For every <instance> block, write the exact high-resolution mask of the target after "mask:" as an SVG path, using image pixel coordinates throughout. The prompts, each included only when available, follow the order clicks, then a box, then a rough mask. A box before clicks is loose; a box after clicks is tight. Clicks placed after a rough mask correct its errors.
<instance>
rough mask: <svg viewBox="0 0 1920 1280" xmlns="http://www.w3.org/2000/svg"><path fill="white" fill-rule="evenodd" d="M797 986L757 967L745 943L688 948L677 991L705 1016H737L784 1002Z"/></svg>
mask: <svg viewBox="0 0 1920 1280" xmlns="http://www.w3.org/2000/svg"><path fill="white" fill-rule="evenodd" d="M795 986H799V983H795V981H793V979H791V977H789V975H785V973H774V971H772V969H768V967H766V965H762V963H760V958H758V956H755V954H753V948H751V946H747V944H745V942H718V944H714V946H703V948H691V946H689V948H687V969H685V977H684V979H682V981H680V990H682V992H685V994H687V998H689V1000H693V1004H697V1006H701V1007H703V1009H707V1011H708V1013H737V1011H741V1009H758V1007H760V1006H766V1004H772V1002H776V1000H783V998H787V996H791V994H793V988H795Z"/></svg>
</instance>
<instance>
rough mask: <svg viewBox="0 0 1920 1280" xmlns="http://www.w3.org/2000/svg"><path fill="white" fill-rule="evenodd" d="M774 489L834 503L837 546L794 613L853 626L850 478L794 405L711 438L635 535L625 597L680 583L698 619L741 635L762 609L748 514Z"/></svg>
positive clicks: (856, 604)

= = =

- _WHAT YOU WILL DO_:
Output the whole listing exactly as given.

- _WRITTEN RESPONSE_:
For every <instance> block, write the exact high-resolution mask of the target after "mask:" as an SVG path, using image pixel coordinates throughout. The prompts, each included only when available, follow the order clicks, then a box, then a rough mask. A box before clicks is loose; a box after clicks is tight. Clicks placed after a rough mask correct its errors.
<instance>
rough mask: <svg viewBox="0 0 1920 1280" xmlns="http://www.w3.org/2000/svg"><path fill="white" fill-rule="evenodd" d="M797 986L757 967L745 943L688 948L677 991L705 1016H737L784 1002Z"/></svg>
mask: <svg viewBox="0 0 1920 1280" xmlns="http://www.w3.org/2000/svg"><path fill="white" fill-rule="evenodd" d="M795 986H799V983H795V981H793V979H791V977H789V975H785V973H774V971H772V969H768V967H766V965H762V963H760V958H758V956H755V954H753V948H751V946H747V944H745V942H718V944H714V946H703V948H691V946H689V948H687V969H685V977H684V979H682V981H680V990H682V992H685V994H687V998H689V1000H693V1004H697V1006H701V1007H703V1009H707V1011H708V1013H737V1011H741V1009H758V1007H760V1006H766V1004H772V1002H776V1000H783V998H787V996H791V994H793V988H795Z"/></svg>
</instance>
<instance>
rough mask: <svg viewBox="0 0 1920 1280" xmlns="http://www.w3.org/2000/svg"><path fill="white" fill-rule="evenodd" d="M774 489L834 503L837 546L794 613L853 626L850 478L794 405L711 438L635 535L625 597L680 583L698 619L741 635L762 609L748 514Z"/></svg>
positive clicks: (856, 604)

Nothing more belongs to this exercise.